# BRIEF A
Copy the R assignment text word for word, everything from "Part 1 - mtcars" down to "m1 <- lm(y~x)".

# DOCUMENT EXTRACT

The project will use two datasets – mtcars and nscc_student_data. Do some exploratory analysis of each of them when you load them into your report.

Part 1 - mtcars dataset

The following chunk of code will load the mtcars dataset into your environment. Familiarize yourself with the dataset before proceeding with the next 4 questions related to it.

# Store mtcars dataset into environment
mtcars <- mtcars
wt<- mtcars$wt
mpg <- mtcars$mpg

ss_plot <- function(x, y, x1, y1, x2, y2, showSquares = FALSE, leastSquares = FALSE){
  plot(y~x, asp = 1)# xlab = paste(substitute(x)), ylab = paste(substitute(y)))
  if(leastSquares){
    m1 <- lm(y~x)
    y.hat <- m1$fit
  } else{
    #cat("Click two points to make a line.")
    #pt1 <- locator(1)
    points(x1, y1, pch = 21, col='red', bg='red', cex=1.5)
    #pt2 <- locator(1)

# BRIEF B
Report each line of the listing below that contains the word "single".

# ENTRIES SHOWN
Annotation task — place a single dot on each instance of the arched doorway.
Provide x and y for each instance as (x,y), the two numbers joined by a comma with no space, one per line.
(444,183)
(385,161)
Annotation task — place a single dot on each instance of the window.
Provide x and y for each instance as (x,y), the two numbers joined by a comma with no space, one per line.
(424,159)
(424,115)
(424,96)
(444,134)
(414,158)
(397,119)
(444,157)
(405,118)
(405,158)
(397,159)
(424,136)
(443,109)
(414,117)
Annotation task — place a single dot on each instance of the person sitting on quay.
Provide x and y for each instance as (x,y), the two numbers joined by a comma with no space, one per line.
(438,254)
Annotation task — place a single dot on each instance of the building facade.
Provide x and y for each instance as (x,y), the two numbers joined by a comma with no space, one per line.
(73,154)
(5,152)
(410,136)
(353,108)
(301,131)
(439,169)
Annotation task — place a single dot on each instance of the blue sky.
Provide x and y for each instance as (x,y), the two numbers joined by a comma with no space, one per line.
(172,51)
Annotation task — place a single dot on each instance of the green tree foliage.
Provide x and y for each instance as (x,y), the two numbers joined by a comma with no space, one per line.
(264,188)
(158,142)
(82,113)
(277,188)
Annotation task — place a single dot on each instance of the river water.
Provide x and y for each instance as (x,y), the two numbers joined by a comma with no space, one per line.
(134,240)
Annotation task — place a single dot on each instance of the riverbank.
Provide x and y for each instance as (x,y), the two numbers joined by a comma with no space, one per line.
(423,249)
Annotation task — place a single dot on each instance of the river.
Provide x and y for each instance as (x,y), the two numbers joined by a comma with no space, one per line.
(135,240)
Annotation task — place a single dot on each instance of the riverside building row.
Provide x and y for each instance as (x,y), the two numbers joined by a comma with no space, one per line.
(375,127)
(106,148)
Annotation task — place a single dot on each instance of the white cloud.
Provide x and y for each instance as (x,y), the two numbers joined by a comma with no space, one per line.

# TASK OUTPUT A
Part 1 - mtcars dataset

The following chunk of code will load the mtcars dataset into your environment. Familiarize yourself with the dataset before proceeding with the next 4 questions related to it.

# Store mtcars dataset into environment
mtcars <- mtcars
wt<- mtcars$wt
mpg <- mtcars$mpg

ss_plot <- function(x, y, x1, y1, x2, y2, showSquares = FALSE, leastSquares = FALSE){
  plot(y~x, asp = 1)# xlab = paste(substitute(x)), ylab = paste(substitute(y)))
  if(leastSquares){
    m1 <- lm(y~x)

# TASK OUTPUT B
Annotation task — place a single dot on each instance of the arched doorway.
Annotation task — place a single dot on each instance of the window.
Annotation task — place a single dot on each instance of the person sitting on quay.
Annotation task — place a single dot on each instance of the building facade.
Annotation task — place a single dot on each instance of the blue sky.
Annotation task — place a single dot on each instance of the green tree foliage.
Annotation task — place a single dot on each instance of the river water.
Annotation task — place a single dot on each instance of the riverbank.
Annotation task — place a single dot on each instance of the river.
Annotation task — place a single dot on each instance of the riverside building row.
Annotation task — place a single dot on each instance of the white cloud.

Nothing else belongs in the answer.